» Records for this exercise
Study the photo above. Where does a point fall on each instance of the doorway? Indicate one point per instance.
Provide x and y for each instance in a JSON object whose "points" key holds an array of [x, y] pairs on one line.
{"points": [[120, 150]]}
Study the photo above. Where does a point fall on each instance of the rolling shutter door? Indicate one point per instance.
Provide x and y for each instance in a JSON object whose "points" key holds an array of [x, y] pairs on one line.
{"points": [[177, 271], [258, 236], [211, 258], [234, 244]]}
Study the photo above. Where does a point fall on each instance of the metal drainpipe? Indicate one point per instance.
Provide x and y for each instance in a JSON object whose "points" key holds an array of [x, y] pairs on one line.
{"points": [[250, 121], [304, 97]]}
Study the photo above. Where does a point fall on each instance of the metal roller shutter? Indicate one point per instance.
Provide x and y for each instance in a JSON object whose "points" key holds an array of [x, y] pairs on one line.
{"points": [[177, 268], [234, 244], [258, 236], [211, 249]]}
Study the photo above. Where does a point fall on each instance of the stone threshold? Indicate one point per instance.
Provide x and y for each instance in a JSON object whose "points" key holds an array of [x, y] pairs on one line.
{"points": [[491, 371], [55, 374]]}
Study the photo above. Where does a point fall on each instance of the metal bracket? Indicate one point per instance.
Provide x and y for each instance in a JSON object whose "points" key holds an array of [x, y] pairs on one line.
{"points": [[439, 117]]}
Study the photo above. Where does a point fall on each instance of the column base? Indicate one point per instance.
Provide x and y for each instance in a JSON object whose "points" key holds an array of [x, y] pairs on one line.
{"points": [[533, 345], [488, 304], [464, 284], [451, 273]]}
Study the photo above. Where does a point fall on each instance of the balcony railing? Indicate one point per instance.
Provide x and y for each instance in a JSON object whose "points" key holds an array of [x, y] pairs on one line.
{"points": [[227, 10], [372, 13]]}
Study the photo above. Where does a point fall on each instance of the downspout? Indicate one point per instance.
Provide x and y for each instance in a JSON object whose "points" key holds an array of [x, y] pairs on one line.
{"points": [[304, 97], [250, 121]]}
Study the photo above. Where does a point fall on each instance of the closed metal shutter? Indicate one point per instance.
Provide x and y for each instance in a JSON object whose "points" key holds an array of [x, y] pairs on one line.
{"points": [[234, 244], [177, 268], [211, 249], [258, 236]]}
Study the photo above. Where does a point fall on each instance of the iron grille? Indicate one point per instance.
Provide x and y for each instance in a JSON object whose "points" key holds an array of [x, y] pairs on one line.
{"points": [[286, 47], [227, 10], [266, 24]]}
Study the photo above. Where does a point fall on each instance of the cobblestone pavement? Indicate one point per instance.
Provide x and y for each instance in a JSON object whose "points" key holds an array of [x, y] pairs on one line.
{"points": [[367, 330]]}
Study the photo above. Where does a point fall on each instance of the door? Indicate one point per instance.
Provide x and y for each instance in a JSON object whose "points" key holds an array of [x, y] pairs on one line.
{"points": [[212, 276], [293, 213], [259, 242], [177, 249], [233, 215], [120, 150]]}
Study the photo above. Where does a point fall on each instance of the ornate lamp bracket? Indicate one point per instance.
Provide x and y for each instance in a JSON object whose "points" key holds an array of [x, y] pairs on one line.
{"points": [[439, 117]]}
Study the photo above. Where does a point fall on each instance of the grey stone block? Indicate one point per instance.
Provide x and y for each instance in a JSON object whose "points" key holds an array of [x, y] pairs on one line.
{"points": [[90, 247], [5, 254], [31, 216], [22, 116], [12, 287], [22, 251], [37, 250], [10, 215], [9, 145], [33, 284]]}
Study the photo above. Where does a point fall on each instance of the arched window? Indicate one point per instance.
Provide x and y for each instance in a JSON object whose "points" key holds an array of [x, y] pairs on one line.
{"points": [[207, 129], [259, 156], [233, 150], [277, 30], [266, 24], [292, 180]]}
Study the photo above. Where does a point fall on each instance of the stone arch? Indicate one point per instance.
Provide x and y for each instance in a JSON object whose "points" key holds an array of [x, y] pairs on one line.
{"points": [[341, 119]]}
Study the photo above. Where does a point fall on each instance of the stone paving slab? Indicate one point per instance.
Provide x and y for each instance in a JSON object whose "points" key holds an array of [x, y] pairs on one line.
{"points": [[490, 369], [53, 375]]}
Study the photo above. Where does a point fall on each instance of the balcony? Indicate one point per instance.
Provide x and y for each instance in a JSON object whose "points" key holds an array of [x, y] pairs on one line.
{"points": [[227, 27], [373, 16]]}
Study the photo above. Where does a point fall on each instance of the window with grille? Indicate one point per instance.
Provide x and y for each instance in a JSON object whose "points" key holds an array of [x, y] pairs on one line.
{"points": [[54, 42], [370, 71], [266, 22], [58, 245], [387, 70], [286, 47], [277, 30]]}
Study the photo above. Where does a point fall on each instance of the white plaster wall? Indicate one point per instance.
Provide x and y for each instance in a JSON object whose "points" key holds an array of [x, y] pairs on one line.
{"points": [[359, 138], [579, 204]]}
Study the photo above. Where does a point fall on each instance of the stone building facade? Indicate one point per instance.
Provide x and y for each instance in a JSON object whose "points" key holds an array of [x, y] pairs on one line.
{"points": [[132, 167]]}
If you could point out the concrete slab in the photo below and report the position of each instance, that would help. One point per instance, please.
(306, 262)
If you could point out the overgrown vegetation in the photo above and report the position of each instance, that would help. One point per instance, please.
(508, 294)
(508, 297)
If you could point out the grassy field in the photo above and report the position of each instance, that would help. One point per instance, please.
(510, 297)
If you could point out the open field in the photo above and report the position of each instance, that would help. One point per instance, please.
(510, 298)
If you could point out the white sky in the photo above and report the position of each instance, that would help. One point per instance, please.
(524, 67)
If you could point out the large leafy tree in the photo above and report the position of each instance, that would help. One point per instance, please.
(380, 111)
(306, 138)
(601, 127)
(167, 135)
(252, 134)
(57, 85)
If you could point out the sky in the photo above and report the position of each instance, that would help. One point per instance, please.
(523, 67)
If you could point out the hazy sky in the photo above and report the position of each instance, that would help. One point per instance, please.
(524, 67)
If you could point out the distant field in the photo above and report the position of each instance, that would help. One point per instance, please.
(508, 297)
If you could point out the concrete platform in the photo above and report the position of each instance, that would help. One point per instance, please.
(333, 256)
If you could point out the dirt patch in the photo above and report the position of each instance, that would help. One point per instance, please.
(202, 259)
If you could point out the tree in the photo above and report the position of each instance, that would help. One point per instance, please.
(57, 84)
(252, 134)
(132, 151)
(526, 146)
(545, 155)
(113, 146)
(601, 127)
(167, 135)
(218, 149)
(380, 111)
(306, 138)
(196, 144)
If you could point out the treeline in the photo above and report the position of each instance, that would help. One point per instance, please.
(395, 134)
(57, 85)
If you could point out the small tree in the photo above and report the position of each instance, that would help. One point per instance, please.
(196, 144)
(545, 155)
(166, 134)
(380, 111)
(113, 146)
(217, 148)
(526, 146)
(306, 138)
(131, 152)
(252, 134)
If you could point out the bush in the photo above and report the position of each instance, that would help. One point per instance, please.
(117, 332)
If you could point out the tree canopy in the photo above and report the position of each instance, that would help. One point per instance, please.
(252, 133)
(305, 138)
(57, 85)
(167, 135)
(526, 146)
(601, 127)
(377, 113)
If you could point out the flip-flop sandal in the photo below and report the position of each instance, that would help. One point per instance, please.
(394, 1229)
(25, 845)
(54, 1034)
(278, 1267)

» What needs to be done
Copy out, word for word, every line of the records from the line with "If you could point out the tree canopy" through the last line of the records, including both ends.

» Response
If you could point out the tree canopy in the photo above and report the position of each instance, that would help. One point per instance, please.
(252, 133)
(305, 138)
(57, 85)
(167, 135)
(526, 146)
(601, 127)
(377, 113)
If you could point out the flip-flop sandal in the photo below and report the position of each instance, that would help. One point per instance, please.
(394, 1229)
(25, 845)
(54, 1034)
(278, 1267)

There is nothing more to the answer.